*** Working data ***
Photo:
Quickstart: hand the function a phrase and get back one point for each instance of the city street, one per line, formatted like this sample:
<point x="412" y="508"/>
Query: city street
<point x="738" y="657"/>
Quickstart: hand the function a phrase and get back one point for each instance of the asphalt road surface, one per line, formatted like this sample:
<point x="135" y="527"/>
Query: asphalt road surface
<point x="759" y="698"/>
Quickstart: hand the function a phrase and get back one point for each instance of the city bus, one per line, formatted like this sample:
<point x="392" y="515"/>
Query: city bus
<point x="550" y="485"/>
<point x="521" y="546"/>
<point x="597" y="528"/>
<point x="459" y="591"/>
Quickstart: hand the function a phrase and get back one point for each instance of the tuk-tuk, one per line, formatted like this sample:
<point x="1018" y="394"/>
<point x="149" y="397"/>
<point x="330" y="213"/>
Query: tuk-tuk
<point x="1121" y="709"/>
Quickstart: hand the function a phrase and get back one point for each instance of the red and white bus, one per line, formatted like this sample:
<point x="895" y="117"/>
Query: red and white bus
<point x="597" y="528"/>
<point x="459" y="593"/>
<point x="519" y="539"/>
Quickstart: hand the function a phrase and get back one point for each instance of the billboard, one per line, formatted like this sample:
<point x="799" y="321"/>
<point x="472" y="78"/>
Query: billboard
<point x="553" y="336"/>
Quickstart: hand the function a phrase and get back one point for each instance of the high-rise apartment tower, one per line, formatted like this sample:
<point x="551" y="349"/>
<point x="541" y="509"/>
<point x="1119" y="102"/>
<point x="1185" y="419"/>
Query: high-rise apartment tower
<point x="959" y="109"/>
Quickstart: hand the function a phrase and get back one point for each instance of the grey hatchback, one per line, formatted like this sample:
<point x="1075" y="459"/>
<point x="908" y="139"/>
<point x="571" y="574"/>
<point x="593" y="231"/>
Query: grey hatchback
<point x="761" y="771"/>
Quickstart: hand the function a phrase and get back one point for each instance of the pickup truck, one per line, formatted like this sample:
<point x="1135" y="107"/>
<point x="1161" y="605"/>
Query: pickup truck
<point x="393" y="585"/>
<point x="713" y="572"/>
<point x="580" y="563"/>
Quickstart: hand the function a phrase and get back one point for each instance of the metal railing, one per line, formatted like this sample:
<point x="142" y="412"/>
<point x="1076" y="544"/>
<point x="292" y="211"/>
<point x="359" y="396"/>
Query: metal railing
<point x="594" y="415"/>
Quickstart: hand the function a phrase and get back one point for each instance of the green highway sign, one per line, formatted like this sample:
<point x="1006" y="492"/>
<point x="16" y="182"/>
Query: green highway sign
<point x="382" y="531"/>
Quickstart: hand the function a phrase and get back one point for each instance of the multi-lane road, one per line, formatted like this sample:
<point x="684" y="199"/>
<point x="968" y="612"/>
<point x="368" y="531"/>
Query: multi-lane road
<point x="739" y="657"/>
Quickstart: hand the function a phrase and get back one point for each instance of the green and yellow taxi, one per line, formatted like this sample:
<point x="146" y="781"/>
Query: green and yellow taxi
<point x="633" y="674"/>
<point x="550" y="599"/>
*** End of Working data ***
Of all the entries above, repeat only the lines from the line that has "Query: city bus" to the line that has "of the high-rise", both lines included, exactly.

Exercise solution:
Query: city bus
<point x="550" y="485"/>
<point x="521" y="546"/>
<point x="597" y="528"/>
<point x="459" y="591"/>
Quickstart: hand the function a phrase and get back one point for each instance of the tuk-tuk, one per line, formatted like this sample:
<point x="1018" y="394"/>
<point x="149" y="397"/>
<point x="330" y="213"/>
Query: tuk-tuk
<point x="1121" y="709"/>
Quickstart: hand the function a phrase and get back one point for each instance of the red and white bus, one per line, formatted like this sample:
<point x="895" y="117"/>
Query: red and white bus
<point x="597" y="528"/>
<point x="459" y="593"/>
<point x="519" y="539"/>
Quickstart: hand the function a phrase and get back one point for each instance of the billboard, one per line, formatted like this sample:
<point x="799" y="321"/>
<point x="472" y="78"/>
Query: billboard
<point x="553" y="336"/>
Quickstart: hand the function a phrase and get back one point for each instance of the high-rise apartment tower, one per line, formatted like this sample:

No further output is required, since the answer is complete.